Set out every line of the material below as a numbered list, skipping any blank lines.
═════ ENTRIES SHOWN ═════
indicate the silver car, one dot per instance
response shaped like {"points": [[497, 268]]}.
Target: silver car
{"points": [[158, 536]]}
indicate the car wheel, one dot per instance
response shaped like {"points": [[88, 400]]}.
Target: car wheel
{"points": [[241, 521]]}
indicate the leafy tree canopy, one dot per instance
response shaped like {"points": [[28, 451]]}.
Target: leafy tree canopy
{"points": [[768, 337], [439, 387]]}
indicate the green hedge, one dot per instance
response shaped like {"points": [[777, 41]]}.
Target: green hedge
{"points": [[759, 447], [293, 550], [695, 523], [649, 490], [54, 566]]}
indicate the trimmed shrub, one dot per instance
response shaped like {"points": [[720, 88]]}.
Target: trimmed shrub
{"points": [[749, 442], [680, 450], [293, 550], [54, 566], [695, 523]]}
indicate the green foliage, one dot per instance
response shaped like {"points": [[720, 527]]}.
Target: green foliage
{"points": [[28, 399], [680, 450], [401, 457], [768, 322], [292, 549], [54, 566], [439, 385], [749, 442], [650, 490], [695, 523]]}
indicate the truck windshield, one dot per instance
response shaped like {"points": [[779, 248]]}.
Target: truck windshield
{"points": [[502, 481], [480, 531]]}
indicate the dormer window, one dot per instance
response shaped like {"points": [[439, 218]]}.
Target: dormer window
═════
THE REPLY:
1. indicate the silver car, one dot per instance
2. response shaped like {"points": [[497, 268]]}.
3. Target: silver car
4. {"points": [[158, 536]]}
5. indicate the car wheel, one dot per instance
6. response shaped like {"points": [[88, 400]]}.
7. Target: car wheel
8. {"points": [[241, 521]]}
9. indicate the leafy tree canopy, one dot per instance
10. response shaped like {"points": [[28, 451]]}.
11. Target: leafy tree canopy
12. {"points": [[768, 337], [439, 387]]}
13. indicate the green hedge, one dot per instance
14. response shaped like {"points": [[777, 41]]}.
15. Target: green hedge
16. {"points": [[759, 447], [293, 550], [695, 523], [649, 490], [54, 566]]}
17. indicate the trimmed shrub, one dot per instance
18. response shaped like {"points": [[720, 88]]}.
19. Target: trimmed shrub
20. {"points": [[749, 442], [680, 450], [293, 550], [54, 566], [695, 523]]}
21. indicate the green foliage, one dot per instance
22. response shaped like {"points": [[720, 527]]}.
23. Target: green foliage
24. {"points": [[28, 399], [680, 450], [401, 457], [768, 322], [292, 549], [54, 566], [439, 385], [749, 442], [650, 490], [695, 523]]}
25. indicate the truck windshield, one dot per instance
26. response shaped like {"points": [[779, 248]]}.
27. Target: truck windshield
28. {"points": [[502, 481], [480, 531]]}
29. indicate the dormer window, one dot per instance
30. response shaped like {"points": [[439, 218]]}.
31. Target: dormer window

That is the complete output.